# Band - width vs active length



## Crudex (6 mo ago)

Hello,

i have (noobie) question about width of
temeperd bands.
For ex. l want have
20-15cm with 20cm active band.
But overall length of band must be bigger for
mounting pouch and forks.
Lets say it will be 23 cm.
So I have to measure 20 and 15mm (edited cm) from the
begging of band (23 cm) or this width must be in active lenght of 20cm?


----------



## Whytey (Sep 26, 2021)

G'day and welcome
Mate, if your draw length from pouch tie to forktip is say 70cm, depending on the band's stretch factor, divide by a maximum 5.0 giving your active band length(relaxed) of 14cm. Then just add say 15mm x2 for tie ends and you have your cut length.👍


----------



## Reed Lukens (Aug 16, 2020)

🤠 🍻 🌵 Welcome 🌵 🍻 🤠
There's a bunch of videos on youtube on it, a bunch in our video section, and I made a complete video on it also


----------



## brucered (Dec 30, 2015)

Crudex said:


> Hello,
> 
> i have (noobie) question about width of
> temeperd bands.
> ...


Taper the entire band. The extra bit for pouch and fork tying, won't make a difference.

I'm guessing you meant "mm", not "cm", as those would be some pretty wide tapers.


----------



## Crudex (6 mo ago)

Thank You for all answers.
Ofc in width should be mm instead cm (edited).

Now its all clear for me


----------



## Crac (Mar 3, 2013)

I can come up with a length based on how I tie my bands… ~33 mm, But other people might use something a little different depending on their attachment method.

(Stored rows)
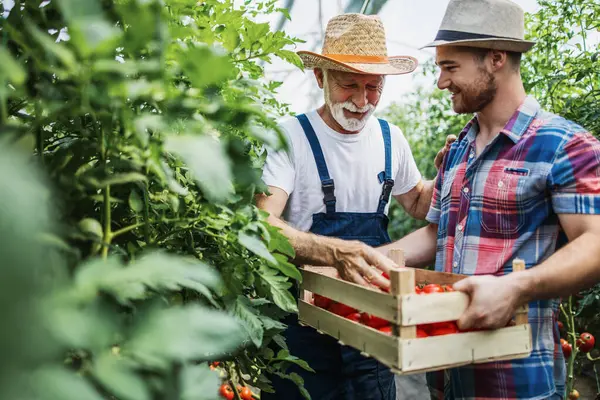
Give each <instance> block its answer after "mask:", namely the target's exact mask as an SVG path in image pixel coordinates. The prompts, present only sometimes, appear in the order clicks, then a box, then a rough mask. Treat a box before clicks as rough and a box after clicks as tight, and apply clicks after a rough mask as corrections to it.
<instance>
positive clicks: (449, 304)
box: [401, 292, 469, 325]
mask: <svg viewBox="0 0 600 400" xmlns="http://www.w3.org/2000/svg"><path fill="white" fill-rule="evenodd" d="M468 305H469V296H468V295H466V294H465V293H461V292H449V293H430V294H411V295H405V296H402V300H401V306H402V307H401V316H402V324H403V325H418V324H427V323H431V322H441V321H454V320H457V319H458V318H459V317H460V316H461V315H462V313H463V312H464V311H465V310H466V309H467V306H468Z"/></svg>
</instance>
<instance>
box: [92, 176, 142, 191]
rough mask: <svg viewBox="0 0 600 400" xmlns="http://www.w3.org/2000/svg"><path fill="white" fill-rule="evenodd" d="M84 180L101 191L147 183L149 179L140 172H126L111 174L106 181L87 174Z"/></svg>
mask: <svg viewBox="0 0 600 400" xmlns="http://www.w3.org/2000/svg"><path fill="white" fill-rule="evenodd" d="M82 179H83V180H84V181H86V182H87V183H89V184H90V185H92V186H93V187H96V188H98V189H100V188H104V187H106V186H108V185H111V186H112V185H123V184H126V183H132V182H145V181H146V180H147V179H148V178H147V177H146V176H145V175H143V174H140V173H138V172H125V173H122V174H111V175H109V176H108V177H106V178H104V179H97V178H96V177H94V176H93V175H91V174H87V175H84V176H83V177H82Z"/></svg>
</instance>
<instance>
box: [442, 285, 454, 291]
mask: <svg viewBox="0 0 600 400" xmlns="http://www.w3.org/2000/svg"><path fill="white" fill-rule="evenodd" d="M442 289H443V290H444V292H454V291H455V290H454V288H453V287H452V285H442Z"/></svg>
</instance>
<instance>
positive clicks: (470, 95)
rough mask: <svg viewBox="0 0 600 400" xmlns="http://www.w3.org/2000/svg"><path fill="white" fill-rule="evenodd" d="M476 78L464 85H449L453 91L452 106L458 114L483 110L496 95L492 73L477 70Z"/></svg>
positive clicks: (495, 85) (452, 92)
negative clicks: (461, 86) (476, 78)
mask: <svg viewBox="0 0 600 400" xmlns="http://www.w3.org/2000/svg"><path fill="white" fill-rule="evenodd" d="M479 72H480V76H479V77H478V78H477V80H476V81H475V82H474V83H473V84H471V85H469V86H464V87H457V86H451V87H450V88H448V89H449V90H450V92H452V93H455V98H454V99H453V100H452V108H453V109H454V112H456V113H458V114H472V113H476V112H479V111H481V110H483V109H484V108H485V107H486V106H487V105H488V104H490V103H491V102H492V100H494V98H495V97H496V92H497V91H498V87H497V85H496V79H495V78H494V75H493V74H491V73H490V72H488V71H486V70H485V69H483V68H481V69H480V70H479Z"/></svg>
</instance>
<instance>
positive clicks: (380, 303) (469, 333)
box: [298, 250, 532, 375]
mask: <svg viewBox="0 0 600 400" xmlns="http://www.w3.org/2000/svg"><path fill="white" fill-rule="evenodd" d="M390 257H391V258H392V259H394V261H396V263H397V264H398V265H402V266H403V265H404V263H403V256H402V253H401V251H398V250H392V252H390ZM524 268H525V264H524V263H523V262H522V261H517V262H515V263H514V264H513V269H514V270H515V271H518V270H522V269H524ZM302 275H303V282H302V285H301V292H300V293H301V296H300V300H299V304H298V308H299V320H300V323H302V324H304V325H309V326H312V327H313V328H315V329H316V330H317V331H319V332H320V333H323V334H328V335H330V336H333V337H335V338H336V339H338V340H339V341H340V343H342V344H345V345H348V346H351V347H354V348H356V349H358V350H360V351H361V352H362V353H363V354H364V355H366V356H369V357H373V358H375V359H377V360H379V361H380V362H382V363H383V364H385V365H387V366H389V367H390V368H391V369H392V370H393V371H394V372H395V373H397V374H402V375H405V374H413V373H421V372H426V371H435V370H442V369H446V368H450V367H457V366H461V365H467V364H474V363H486V362H490V361H497V360H509V359H516V358H524V357H528V356H529V355H530V354H531V346H532V344H531V341H532V340H531V327H530V325H529V324H528V323H527V311H528V309H527V307H526V306H525V307H522V308H520V309H519V310H518V311H517V314H516V316H515V322H516V324H515V325H514V326H510V327H506V328H501V329H496V330H488V331H479V332H461V333H456V334H449V335H443V336H430V337H425V338H417V337H416V325H419V324H428V323H434V322H442V321H454V320H457V319H458V318H459V317H460V315H461V314H462V313H463V311H464V310H465V309H466V307H467V305H468V302H469V298H468V296H467V295H466V294H464V293H460V292H447V293H431V294H427V295H418V294H415V283H423V282H427V283H438V284H453V283H455V282H457V281H459V280H461V279H463V278H465V276H464V275H457V274H449V273H440V272H434V271H427V270H421V269H412V268H408V269H404V270H400V271H392V273H391V275H390V280H391V284H392V287H391V291H390V293H389V294H388V293H383V292H379V291H376V290H373V289H370V288H366V287H363V286H360V285H357V284H354V283H350V282H346V281H343V280H341V279H338V278H336V275H337V271H335V269H333V268H330V267H304V269H303V270H302ZM312 293H317V294H320V295H322V296H326V297H329V298H330V299H332V300H335V301H338V302H340V303H343V304H346V305H348V306H350V307H353V308H356V309H358V310H360V311H361V312H366V313H370V314H373V315H375V316H377V317H380V318H384V319H386V320H388V321H391V323H392V330H393V334H392V335H391V336H390V335H386V334H385V333H383V332H380V331H378V330H376V329H373V328H370V327H368V326H365V325H362V324H360V323H357V322H354V321H351V320H349V319H346V318H343V317H340V316H338V315H336V314H333V313H331V312H329V311H327V310H325V309H323V308H319V307H317V306H314V305H313V304H311V303H310V302H309V298H312Z"/></svg>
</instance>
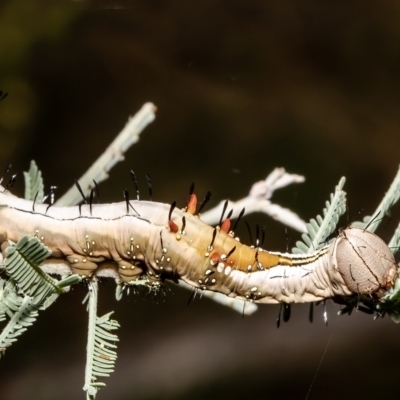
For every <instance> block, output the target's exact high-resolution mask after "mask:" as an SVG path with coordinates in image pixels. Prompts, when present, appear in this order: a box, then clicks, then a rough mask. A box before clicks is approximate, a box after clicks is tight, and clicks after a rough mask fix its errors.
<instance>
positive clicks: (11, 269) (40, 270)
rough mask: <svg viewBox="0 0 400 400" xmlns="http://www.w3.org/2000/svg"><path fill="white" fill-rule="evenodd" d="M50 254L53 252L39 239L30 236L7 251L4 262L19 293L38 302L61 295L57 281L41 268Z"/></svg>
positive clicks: (10, 246) (9, 274)
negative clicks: (17, 288)
mask: <svg viewBox="0 0 400 400" xmlns="http://www.w3.org/2000/svg"><path fill="white" fill-rule="evenodd" d="M50 254H51V251H50V250H49V249H48V247H46V246H44V245H43V244H42V243H41V242H40V241H39V239H38V238H36V237H32V238H29V237H28V236H24V237H22V238H21V240H19V241H18V243H17V244H16V245H15V246H9V247H7V249H6V255H7V258H6V259H5V261H4V262H5V267H6V271H7V273H8V274H9V275H10V277H11V278H12V279H13V280H14V281H15V282H17V283H18V290H19V292H21V293H23V294H24V295H25V296H30V297H35V298H36V300H37V301H38V302H41V301H42V299H43V300H44V299H45V298H46V297H48V296H50V295H51V294H53V293H61V289H60V288H59V287H58V286H57V281H56V280H55V279H53V278H51V277H50V276H49V275H47V274H46V273H45V272H43V271H42V269H41V268H40V267H39V266H40V265H41V264H42V263H43V261H44V260H45V259H46V258H47V257H48V256H49V255H50Z"/></svg>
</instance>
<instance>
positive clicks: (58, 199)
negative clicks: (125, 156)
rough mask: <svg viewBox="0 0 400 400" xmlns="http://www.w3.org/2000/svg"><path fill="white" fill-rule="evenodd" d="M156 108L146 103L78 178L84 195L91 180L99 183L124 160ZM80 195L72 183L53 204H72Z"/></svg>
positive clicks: (106, 177) (104, 178)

> [Required actions]:
1. In the forum thread about band width, what does brucered say to taper?
2. Give the username of each person who posted in the band-width forum thread, listing each name once.
3. Add the next part of the forum thread about band width and active length, picking up after its final post.

> [Answers to the exercise]:
1. The entire band.

2. Crudex, Whytey, Reed Lukens, brucered, Crac

3.
The best advice I can give is not to over-thinking it ( lol ). At the end of the day flat band or tubes come in a certain length, so getting a reasonable number of complete sets and having a good length to make strong ties, or using something a little longer so you can cut and re-tie will be more important in the long term.



*Q1. Do I have to measure 20 and 15mm from the beginning of band (23 cm) or this width must be in active length of 20cm?*

A1. Ideally, it would be in the active band, so you’d be calculating the tapers yourself… LOL!
In practice, if your flat band is say 150 mm wide, you might want certain tapered cuts from it ?

I like these, not too much taper:

Medium: 1 / 4 width
20 to 17 mm for mild taper.​21 to 16 mm for ‘wild’ taper.​ Light: 1 / 5 width
16 to 14 mm for mild taper.​17 to 13 mm for ‘wild’ taper.​ V. Light: 1 / 6 width
13 to 12 mm for mild taper.​14 to 11 mm for ‘wild’ taper.​

Given you’re going to cut and re-tie your bands ? It won’t make any difference. The bands should still shoot really well, so why not make life easy and cut it the way you find easiest !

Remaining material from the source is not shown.